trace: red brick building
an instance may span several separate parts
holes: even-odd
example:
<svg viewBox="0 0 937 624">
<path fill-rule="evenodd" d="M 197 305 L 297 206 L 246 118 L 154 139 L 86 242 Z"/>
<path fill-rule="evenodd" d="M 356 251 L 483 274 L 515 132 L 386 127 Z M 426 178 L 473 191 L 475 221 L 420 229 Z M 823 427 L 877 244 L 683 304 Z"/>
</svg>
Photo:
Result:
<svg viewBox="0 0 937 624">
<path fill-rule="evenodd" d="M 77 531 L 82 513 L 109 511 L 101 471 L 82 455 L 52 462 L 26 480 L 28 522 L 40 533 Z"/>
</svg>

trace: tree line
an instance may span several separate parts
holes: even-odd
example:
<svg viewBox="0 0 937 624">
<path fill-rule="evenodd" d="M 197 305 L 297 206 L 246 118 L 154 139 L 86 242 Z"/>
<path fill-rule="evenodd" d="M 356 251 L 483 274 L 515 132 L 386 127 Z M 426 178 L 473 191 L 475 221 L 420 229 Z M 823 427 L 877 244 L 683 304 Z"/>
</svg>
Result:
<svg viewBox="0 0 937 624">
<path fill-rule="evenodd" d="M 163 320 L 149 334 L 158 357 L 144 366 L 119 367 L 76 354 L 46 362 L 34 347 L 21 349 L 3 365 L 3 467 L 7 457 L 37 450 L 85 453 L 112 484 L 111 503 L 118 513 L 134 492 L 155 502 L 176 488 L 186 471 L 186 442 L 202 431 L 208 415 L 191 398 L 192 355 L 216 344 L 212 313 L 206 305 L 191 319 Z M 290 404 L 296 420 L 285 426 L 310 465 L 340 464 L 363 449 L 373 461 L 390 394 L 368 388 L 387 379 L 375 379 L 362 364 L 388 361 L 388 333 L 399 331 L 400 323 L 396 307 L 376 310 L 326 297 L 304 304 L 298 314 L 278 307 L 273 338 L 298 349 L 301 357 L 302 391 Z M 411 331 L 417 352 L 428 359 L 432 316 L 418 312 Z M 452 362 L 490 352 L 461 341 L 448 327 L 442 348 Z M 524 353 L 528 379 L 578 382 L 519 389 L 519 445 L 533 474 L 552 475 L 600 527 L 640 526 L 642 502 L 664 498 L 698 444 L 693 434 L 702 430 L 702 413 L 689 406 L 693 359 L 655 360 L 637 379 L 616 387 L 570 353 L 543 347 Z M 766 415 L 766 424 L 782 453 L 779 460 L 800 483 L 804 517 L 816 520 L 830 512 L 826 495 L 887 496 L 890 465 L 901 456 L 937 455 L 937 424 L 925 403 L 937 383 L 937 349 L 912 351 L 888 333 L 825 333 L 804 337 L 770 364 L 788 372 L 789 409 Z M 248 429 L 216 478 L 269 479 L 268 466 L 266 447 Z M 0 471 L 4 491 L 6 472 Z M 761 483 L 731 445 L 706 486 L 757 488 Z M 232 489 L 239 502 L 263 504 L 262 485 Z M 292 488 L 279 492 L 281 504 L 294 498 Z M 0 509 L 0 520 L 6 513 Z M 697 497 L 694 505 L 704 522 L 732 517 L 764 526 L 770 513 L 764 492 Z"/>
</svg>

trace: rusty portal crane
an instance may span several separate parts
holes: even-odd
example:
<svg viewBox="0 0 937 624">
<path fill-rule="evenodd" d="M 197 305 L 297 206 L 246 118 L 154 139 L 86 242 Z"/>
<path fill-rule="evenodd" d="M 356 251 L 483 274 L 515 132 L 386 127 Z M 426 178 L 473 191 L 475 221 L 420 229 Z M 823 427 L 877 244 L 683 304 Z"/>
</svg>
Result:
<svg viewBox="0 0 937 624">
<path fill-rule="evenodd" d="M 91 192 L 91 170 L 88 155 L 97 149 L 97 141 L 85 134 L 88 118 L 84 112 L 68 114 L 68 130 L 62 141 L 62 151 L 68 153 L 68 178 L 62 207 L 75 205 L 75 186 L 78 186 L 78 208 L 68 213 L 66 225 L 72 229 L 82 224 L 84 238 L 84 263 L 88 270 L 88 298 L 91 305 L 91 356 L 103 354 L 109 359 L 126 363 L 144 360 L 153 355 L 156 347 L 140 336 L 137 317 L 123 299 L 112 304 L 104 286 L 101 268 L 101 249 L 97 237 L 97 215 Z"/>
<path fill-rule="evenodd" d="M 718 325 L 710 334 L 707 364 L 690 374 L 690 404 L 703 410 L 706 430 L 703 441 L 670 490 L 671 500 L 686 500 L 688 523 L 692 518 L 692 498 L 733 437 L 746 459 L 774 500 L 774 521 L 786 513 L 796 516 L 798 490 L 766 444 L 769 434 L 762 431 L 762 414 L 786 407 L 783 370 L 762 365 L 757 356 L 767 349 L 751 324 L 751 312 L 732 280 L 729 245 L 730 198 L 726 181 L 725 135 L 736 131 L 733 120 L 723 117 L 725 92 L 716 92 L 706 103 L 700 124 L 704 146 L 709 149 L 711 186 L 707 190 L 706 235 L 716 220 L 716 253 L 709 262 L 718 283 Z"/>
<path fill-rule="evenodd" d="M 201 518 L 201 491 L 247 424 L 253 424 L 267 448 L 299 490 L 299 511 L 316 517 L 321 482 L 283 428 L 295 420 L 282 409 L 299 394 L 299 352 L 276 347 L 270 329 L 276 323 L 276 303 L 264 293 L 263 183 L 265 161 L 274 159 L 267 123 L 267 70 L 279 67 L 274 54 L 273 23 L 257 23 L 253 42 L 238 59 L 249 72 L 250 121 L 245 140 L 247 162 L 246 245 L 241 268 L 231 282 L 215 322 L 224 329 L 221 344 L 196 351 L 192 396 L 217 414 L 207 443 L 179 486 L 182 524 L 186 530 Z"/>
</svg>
┄┄┄┄┄┄┄┄┄┄┄┄┄┄┄┄┄┄┄┄
### Task to complete
Add 72 to every number in the answers, including the viewBox values and the outline coordinates, and write out again the part of the records that opens with the line containing "trace: rusty portal crane" and closes with the line containing "91 192 L 91". Keep the requests and their sample outlines in that part unchanged.

### The output
trace: rusty portal crane
an instance may span several separate parts
holes: even-odd
example:
<svg viewBox="0 0 937 624">
<path fill-rule="evenodd" d="M 197 305 L 297 206 L 246 118 L 154 139 L 86 242 Z"/>
<path fill-rule="evenodd" d="M 356 251 L 483 274 L 515 132 L 386 127 Z M 426 178 L 473 191 L 475 221 L 420 229 Z M 823 427 L 877 244 L 683 304 Z"/>
</svg>
Result:
<svg viewBox="72 72 1009 696">
<path fill-rule="evenodd" d="M 163 264 L 163 242 L 160 227 L 169 221 L 169 213 L 157 206 L 160 190 L 156 184 L 140 186 L 140 202 L 134 213 L 134 223 L 140 225 L 140 250 L 134 279 L 147 277 L 147 258 L 150 258 L 150 280 L 140 285 L 138 297 L 144 301 L 154 296 L 156 310 L 156 335 L 160 342 L 160 370 L 163 377 L 163 428 L 175 426 L 181 431 L 198 435 L 216 432 L 225 427 L 228 419 L 212 408 L 209 389 L 195 371 L 184 376 L 176 358 L 173 340 L 173 321 L 169 309 L 169 287 Z"/>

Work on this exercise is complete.